_Set tasks_.
**A.** Retype the Apache Paimon excerpt from "Apache Paimon is" to "the target workspace.".
**B.** Find each line in the rows that contains the word "green", and copy those lines.

Apache Paimon is a unified data lake storage format. It combines Flink and Spark to build a real-time data lakehouse architecture for stream and batch processing. Paimon innovatively combines the lake format with Log-structured merge-tree (LSM) technology. This provides the data lake with real-time stream update capabilities and complete stream processing power. For more information, see Apache Paimon.

Procedure

Step 1: Create a Paimon Catalog using Realtime Compute for Apache Flink

A Paimon Catalog lets you easily manage all Paimon tables in the same warehouse directory and connect with other Alibaba Cloud services. To create and use a Paimon Catalog, see Manage Paimon Catalogs.

  1. Log on to the Realtime Compute for Apache Flink console.

  2. Click Console in the Actions column of the target workspace.

  3. Create a Paimon Catalog.

    1. In the navigation pane on the left, choose Data Development > Data Query.

    2. Create a query script and enter the SQL code.

      The following code provides the complete Catalog configuration.

_Input_.
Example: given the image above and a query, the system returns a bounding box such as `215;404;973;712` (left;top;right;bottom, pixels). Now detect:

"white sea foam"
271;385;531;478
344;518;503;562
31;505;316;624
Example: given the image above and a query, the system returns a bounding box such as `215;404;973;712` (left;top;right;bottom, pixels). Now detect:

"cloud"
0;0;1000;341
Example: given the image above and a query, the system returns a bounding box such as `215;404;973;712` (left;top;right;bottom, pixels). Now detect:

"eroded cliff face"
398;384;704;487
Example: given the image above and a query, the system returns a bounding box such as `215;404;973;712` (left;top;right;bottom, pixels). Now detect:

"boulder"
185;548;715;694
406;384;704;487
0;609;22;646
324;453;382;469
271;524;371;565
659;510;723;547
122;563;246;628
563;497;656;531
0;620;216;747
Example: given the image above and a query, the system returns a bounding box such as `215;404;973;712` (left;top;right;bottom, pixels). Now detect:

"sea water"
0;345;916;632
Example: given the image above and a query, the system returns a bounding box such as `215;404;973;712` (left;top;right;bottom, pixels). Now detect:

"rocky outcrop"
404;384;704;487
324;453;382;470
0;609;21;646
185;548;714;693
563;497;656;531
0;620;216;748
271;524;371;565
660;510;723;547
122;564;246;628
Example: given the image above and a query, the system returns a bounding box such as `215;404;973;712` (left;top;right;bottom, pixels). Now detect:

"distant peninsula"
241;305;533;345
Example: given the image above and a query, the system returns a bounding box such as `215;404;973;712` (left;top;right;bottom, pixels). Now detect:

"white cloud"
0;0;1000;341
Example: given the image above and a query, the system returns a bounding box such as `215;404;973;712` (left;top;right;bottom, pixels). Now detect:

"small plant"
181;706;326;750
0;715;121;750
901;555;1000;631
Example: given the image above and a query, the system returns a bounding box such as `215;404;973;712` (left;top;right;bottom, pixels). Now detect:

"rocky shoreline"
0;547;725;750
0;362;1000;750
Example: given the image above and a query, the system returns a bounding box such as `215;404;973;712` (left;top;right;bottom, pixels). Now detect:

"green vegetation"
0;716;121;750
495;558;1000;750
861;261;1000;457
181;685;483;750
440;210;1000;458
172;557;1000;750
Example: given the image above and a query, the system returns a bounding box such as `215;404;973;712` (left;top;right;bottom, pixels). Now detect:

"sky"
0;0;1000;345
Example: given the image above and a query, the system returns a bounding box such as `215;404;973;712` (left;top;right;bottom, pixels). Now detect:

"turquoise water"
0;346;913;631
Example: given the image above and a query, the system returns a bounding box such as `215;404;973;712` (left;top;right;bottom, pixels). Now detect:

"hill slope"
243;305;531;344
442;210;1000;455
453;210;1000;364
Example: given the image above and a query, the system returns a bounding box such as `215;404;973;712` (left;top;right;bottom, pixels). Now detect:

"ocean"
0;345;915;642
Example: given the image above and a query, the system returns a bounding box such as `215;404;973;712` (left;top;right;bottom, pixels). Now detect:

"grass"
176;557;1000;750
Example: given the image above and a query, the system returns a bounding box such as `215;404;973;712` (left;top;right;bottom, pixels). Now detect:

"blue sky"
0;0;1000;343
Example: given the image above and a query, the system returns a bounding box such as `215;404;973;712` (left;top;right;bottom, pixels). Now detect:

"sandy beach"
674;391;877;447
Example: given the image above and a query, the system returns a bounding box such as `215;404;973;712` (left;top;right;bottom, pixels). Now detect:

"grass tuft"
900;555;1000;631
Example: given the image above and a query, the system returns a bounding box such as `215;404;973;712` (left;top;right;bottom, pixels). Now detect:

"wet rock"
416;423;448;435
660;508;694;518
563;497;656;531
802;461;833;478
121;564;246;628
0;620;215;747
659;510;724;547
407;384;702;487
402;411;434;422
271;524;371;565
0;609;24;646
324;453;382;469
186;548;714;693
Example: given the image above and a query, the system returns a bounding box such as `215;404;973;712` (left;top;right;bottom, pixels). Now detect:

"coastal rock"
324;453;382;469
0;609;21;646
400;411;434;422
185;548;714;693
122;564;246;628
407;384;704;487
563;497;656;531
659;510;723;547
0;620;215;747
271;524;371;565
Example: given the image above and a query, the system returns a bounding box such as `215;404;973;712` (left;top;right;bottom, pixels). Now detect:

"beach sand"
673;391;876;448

---

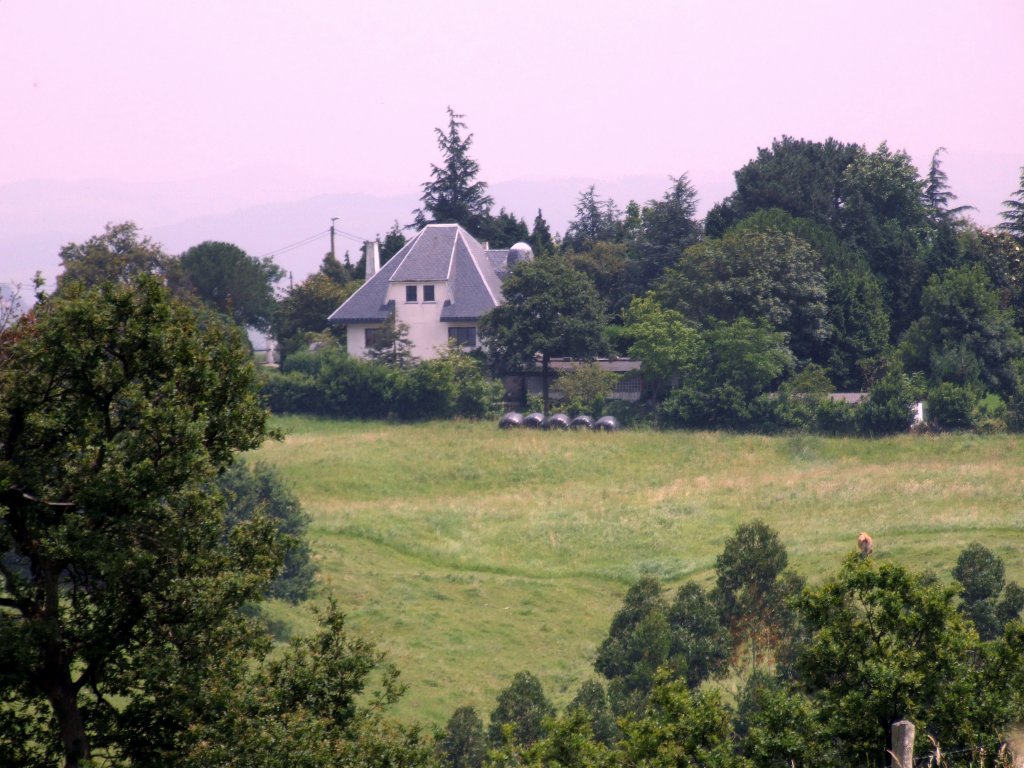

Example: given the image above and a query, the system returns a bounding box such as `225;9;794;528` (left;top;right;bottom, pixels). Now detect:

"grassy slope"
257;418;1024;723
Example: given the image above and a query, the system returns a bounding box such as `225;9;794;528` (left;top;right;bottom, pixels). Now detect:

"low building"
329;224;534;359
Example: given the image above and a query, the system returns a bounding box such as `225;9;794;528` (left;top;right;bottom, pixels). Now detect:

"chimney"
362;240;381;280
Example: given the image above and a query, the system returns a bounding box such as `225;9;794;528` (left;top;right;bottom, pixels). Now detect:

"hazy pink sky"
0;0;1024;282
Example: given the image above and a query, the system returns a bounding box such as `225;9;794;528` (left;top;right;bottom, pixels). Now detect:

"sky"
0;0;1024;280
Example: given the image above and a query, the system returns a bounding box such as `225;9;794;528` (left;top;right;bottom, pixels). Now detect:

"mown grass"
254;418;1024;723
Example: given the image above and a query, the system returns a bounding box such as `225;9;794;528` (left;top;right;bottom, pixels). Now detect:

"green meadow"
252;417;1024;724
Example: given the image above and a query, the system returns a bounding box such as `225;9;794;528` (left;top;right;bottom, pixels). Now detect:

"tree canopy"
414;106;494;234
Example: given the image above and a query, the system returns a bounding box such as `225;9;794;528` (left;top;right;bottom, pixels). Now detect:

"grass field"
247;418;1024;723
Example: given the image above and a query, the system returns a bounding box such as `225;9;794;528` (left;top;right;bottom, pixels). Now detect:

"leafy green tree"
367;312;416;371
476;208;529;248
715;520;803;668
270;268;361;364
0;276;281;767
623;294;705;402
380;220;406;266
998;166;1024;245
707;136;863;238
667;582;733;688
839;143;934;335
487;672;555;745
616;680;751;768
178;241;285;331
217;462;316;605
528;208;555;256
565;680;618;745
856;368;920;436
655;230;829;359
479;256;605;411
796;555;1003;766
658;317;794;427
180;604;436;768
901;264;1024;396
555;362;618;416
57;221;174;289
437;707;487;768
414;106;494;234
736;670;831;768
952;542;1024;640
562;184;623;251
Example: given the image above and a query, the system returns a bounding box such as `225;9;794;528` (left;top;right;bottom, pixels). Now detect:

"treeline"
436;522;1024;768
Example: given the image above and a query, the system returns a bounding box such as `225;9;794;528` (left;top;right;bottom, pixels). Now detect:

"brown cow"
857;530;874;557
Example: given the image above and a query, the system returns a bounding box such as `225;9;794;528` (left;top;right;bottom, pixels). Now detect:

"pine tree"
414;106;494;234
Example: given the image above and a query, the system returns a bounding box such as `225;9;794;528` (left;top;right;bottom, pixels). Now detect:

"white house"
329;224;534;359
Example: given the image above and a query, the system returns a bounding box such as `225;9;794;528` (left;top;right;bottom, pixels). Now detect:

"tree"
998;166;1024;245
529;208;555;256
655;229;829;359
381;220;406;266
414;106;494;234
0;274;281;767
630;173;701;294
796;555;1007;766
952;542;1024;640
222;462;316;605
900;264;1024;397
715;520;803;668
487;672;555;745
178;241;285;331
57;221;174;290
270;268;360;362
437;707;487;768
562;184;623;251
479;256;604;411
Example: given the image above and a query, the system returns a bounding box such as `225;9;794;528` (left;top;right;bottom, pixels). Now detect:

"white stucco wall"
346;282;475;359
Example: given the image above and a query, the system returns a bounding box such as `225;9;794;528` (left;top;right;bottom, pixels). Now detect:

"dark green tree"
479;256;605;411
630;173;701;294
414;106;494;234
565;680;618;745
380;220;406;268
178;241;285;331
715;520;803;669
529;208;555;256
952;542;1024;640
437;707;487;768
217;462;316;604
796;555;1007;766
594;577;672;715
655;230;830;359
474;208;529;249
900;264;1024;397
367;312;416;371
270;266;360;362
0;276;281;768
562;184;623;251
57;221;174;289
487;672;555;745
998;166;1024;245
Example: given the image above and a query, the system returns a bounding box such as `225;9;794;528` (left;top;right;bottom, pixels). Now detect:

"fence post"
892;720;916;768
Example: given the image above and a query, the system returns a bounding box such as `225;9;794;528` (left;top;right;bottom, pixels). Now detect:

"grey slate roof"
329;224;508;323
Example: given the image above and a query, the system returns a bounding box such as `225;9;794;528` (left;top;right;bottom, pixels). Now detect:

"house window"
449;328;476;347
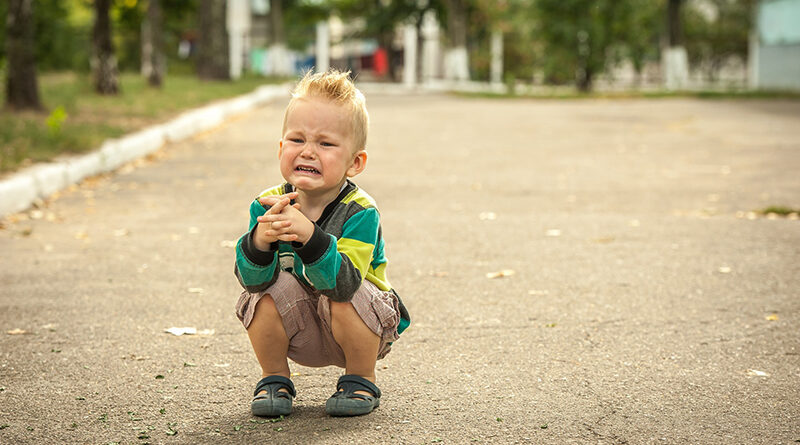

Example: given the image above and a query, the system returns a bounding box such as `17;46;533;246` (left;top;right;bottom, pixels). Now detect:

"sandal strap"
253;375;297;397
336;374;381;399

_Results by task_.
**A.**
Apache Paimon is a unified data lake storage format. It combines Flink and Spark to build a real-time data lakehouse architecture for stream and batch processing. Paimon innovatively combines the lake format with Log-structured merge-tree (LSM) technology. This provides the data lake with real-time stream update capabilities and complete stream processing power. For more information, see Apache Paimon.

Procedure

Step 1: Create a Paimon Catalog using Realtime Compute for Apache Flink

A Paimon Catalog lets you easily manage all Paimon tables in the same warehouse directory and connect with other Alibaba Cloud services. To create and use a Paimon Catalog, see Manage Paimon Catalogs.

  1. Log on to the Realtime Compute for Apache Flink console.

  2. Click Console in the Actions column of the target workspace.

**B.**
"green vegetation"
"green meadow"
"leafy green tree"
"dark green tree"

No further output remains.